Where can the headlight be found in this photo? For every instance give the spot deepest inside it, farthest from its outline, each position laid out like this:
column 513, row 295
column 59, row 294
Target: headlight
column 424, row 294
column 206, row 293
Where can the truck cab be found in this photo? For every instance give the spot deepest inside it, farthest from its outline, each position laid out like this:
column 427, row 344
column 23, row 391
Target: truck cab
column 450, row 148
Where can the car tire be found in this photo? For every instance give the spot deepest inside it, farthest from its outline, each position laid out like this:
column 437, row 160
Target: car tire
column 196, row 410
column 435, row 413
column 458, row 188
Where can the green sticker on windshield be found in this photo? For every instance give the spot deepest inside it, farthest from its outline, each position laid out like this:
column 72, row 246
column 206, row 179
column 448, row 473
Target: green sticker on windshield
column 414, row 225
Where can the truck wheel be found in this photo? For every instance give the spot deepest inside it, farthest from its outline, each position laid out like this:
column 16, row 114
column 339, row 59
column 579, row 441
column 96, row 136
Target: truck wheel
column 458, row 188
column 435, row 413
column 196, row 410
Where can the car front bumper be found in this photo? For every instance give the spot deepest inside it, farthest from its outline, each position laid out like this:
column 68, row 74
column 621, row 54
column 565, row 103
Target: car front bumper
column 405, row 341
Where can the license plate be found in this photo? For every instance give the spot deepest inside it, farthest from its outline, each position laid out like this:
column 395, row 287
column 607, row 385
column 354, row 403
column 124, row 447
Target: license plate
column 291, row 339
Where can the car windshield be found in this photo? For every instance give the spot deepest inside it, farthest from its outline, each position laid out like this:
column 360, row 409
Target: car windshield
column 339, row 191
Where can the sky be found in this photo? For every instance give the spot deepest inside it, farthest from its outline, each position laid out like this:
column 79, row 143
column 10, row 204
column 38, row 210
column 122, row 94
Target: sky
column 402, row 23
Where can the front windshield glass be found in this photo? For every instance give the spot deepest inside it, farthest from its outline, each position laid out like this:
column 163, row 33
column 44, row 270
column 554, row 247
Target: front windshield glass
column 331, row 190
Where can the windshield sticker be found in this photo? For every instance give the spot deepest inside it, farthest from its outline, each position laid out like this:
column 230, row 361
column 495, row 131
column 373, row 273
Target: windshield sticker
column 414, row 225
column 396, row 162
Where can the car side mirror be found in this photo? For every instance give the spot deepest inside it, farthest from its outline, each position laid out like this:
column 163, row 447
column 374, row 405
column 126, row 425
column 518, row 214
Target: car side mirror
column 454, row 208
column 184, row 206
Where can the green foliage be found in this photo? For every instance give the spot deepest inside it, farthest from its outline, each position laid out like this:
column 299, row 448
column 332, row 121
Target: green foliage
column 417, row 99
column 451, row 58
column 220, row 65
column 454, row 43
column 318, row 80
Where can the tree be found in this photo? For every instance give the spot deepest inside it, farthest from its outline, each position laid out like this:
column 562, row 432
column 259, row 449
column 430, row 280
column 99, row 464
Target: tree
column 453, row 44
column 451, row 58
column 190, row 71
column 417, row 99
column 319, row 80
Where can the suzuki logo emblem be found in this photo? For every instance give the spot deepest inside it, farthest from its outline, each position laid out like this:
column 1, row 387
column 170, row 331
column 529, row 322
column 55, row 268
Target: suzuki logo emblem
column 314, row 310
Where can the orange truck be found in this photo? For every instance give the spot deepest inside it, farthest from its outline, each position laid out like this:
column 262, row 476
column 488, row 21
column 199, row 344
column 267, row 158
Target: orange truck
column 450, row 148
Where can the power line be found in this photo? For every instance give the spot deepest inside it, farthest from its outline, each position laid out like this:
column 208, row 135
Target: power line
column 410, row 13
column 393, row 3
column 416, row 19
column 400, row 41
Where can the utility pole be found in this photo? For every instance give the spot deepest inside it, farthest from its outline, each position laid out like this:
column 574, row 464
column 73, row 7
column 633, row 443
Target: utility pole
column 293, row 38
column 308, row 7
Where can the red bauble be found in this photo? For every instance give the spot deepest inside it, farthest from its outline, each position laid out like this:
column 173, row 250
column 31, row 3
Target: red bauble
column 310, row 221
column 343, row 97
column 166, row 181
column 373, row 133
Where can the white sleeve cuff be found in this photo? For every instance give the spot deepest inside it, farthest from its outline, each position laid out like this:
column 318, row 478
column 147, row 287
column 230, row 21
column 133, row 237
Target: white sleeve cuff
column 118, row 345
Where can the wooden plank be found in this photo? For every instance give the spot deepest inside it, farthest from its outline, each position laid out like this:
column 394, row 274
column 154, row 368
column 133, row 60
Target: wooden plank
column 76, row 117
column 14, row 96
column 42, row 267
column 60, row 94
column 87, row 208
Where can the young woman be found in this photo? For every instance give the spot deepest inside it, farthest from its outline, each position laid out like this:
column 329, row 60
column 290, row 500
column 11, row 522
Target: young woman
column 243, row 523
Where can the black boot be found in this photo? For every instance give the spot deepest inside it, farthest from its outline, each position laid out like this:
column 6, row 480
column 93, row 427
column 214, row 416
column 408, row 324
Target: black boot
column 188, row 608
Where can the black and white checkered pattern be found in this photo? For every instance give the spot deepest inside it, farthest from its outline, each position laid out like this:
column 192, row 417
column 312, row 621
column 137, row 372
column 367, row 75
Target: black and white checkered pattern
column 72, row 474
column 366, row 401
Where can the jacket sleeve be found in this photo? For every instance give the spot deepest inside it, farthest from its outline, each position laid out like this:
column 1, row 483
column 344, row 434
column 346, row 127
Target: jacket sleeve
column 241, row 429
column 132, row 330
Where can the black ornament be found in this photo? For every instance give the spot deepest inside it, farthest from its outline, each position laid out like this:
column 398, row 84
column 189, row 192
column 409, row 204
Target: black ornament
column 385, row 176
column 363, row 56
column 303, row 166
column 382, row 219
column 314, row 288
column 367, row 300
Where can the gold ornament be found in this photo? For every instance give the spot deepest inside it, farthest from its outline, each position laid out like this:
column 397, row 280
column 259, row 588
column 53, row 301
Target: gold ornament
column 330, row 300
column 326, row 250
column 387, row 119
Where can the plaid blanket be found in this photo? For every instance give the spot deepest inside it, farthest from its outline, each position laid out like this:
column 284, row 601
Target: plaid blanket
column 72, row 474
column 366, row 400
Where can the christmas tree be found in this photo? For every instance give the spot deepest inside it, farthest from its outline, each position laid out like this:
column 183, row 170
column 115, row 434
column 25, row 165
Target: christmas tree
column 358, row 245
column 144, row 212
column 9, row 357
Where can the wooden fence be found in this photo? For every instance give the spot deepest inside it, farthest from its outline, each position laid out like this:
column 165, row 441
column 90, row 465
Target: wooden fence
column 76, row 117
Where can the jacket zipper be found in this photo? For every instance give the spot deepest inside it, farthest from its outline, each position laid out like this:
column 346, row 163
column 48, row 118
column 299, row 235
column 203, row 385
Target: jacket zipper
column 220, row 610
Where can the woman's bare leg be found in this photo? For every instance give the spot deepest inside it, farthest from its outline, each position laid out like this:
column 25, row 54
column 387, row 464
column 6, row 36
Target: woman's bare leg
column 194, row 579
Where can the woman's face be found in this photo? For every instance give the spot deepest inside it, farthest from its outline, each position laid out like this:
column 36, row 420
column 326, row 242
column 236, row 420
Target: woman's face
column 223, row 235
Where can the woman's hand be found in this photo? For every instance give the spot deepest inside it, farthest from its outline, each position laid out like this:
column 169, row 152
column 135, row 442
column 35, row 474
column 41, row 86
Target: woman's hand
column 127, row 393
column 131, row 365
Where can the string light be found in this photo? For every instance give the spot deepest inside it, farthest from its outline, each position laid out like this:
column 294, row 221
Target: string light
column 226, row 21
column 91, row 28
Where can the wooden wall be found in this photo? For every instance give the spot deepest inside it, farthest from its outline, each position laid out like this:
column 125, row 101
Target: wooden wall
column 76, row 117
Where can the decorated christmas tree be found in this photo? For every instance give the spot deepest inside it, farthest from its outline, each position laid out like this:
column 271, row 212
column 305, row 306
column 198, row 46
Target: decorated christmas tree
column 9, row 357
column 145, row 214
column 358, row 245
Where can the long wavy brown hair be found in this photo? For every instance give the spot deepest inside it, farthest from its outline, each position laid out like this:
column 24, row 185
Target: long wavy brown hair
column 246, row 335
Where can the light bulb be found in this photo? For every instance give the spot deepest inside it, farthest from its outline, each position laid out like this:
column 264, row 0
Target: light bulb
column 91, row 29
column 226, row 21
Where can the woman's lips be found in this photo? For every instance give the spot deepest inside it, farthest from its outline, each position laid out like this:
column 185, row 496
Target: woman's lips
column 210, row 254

────────────────────

What to produce - Taking the entries above, restate exactly those lines that fall between the line with "column 367, row 75" and the line with "column 346, row 127", keeping both of those lines too.

Completed task -
column 367, row 75
Target: black and white checkered pattern
column 72, row 474
column 366, row 401
Where can the jacket sleeve be found in this photo? For every instance give the spot deepest inside it, farthest from its outline, each position laid out like this:
column 1, row 483
column 344, row 434
column 346, row 127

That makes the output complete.